-- Task to carry out --
Write each line exactly, from the line that holds "Question. Put a dot on every instance of the person standing" through the final line of the material, and no other line.

-- Input data --
Start of Block
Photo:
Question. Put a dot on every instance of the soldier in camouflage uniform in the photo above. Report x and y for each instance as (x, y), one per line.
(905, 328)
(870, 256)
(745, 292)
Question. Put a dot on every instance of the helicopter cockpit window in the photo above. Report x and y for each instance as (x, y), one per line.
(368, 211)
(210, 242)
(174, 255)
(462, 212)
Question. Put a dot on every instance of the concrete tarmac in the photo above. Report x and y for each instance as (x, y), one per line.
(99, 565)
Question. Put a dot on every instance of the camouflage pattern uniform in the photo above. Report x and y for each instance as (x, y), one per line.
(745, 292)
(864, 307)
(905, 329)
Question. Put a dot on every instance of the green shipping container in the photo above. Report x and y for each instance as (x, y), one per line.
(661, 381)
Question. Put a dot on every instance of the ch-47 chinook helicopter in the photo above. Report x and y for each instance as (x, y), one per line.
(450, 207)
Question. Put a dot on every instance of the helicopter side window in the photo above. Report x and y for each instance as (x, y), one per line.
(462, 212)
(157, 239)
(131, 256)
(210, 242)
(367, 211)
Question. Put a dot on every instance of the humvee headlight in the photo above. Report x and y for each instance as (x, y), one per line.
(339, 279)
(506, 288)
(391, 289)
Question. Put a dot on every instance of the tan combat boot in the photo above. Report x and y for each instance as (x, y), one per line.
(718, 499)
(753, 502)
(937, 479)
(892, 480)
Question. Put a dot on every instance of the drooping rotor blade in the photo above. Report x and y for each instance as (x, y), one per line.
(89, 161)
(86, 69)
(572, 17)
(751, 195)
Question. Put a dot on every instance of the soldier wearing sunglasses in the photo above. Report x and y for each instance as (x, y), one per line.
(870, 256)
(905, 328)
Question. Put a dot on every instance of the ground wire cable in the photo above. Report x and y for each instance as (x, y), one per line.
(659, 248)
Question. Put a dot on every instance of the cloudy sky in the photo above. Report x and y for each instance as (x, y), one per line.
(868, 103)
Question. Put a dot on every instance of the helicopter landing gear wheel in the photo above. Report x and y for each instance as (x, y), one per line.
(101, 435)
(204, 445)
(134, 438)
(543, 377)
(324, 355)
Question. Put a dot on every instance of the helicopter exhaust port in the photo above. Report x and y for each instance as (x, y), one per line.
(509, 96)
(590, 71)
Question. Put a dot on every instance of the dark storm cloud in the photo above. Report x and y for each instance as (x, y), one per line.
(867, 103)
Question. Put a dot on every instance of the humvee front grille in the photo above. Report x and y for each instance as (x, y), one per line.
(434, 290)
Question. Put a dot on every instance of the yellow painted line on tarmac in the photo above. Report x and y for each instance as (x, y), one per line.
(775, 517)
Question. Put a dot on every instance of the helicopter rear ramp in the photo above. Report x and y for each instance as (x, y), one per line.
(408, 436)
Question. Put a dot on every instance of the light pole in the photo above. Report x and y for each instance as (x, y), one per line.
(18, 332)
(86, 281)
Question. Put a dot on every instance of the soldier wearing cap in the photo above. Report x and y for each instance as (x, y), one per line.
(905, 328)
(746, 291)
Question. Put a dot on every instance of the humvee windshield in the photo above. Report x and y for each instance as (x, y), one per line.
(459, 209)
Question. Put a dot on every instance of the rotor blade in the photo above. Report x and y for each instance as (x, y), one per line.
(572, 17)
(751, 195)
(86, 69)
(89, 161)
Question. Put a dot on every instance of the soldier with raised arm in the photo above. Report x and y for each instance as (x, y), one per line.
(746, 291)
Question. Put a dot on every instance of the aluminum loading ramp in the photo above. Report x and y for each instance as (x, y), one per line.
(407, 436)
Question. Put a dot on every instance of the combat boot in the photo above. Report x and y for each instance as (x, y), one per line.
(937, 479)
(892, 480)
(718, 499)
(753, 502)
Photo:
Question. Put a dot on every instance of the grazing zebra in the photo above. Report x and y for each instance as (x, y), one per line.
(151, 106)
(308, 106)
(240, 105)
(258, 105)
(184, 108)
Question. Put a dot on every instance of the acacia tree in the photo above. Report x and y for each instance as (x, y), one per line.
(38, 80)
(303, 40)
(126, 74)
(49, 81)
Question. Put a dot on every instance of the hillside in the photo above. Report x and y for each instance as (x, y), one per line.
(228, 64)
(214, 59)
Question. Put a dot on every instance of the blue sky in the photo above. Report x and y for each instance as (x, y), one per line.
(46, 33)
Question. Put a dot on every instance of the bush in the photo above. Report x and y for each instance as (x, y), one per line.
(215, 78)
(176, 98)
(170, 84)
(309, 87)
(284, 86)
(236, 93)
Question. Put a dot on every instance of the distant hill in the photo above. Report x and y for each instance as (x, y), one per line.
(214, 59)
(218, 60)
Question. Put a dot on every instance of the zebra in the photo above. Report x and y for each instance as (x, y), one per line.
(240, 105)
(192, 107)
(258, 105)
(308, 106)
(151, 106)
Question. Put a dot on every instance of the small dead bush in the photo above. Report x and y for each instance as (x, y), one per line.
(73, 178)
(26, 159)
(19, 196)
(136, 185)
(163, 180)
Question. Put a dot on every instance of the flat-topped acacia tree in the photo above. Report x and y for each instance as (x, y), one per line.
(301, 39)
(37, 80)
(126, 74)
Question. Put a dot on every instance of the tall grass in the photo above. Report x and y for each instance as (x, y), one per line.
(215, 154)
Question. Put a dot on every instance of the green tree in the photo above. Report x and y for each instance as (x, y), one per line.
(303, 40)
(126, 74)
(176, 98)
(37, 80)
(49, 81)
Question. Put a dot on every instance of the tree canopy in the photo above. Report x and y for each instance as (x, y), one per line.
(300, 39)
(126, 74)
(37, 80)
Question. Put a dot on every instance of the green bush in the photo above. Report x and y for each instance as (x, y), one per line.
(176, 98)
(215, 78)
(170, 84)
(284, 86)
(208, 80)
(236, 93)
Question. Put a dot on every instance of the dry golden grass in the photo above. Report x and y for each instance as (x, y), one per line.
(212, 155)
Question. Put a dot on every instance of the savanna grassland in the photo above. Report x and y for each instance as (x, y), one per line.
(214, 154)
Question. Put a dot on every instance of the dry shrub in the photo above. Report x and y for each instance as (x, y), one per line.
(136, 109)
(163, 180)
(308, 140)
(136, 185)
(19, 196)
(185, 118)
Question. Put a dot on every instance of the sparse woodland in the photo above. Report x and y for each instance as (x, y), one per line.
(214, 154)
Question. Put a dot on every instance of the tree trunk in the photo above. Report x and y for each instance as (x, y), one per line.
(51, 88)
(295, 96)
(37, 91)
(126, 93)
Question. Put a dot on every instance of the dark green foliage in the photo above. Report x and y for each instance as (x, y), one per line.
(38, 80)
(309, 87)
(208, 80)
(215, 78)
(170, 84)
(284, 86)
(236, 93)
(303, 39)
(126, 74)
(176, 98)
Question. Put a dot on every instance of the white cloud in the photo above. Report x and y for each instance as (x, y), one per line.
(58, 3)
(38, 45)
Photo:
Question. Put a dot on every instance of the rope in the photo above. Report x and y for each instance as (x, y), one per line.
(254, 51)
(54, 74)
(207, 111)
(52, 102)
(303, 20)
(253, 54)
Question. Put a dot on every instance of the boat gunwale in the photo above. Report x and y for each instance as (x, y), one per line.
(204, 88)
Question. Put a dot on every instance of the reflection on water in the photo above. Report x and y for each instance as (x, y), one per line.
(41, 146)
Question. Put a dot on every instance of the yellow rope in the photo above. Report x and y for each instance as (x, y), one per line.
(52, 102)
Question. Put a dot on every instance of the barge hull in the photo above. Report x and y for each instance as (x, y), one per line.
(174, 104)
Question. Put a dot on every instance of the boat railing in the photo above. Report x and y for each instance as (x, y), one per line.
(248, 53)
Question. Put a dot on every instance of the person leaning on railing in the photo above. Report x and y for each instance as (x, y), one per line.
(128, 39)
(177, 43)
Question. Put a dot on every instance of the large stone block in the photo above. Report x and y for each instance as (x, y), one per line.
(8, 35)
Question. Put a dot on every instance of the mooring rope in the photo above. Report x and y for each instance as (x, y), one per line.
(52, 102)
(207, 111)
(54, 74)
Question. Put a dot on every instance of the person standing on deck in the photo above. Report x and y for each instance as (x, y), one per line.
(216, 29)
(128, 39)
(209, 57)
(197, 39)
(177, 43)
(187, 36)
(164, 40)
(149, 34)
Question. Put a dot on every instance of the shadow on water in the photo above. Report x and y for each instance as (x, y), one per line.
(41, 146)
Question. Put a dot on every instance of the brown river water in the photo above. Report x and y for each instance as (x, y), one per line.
End of Block
-- Task solution --
Question. Put a dot on every instance of the person standing on deck in the photo above. Report x and y for each instance as (x, y), one per line.
(216, 29)
(128, 39)
(209, 57)
(197, 39)
(177, 43)
(187, 36)
(164, 40)
(149, 34)
Question. Put a dot on every instance of the shadow on water in the photo above. Report x and y for each instance as (x, y), one per line.
(41, 146)
Question. Put a dot on every instance of the brown river water in the photo above. Report x and y for each instance as (x, y), one per line.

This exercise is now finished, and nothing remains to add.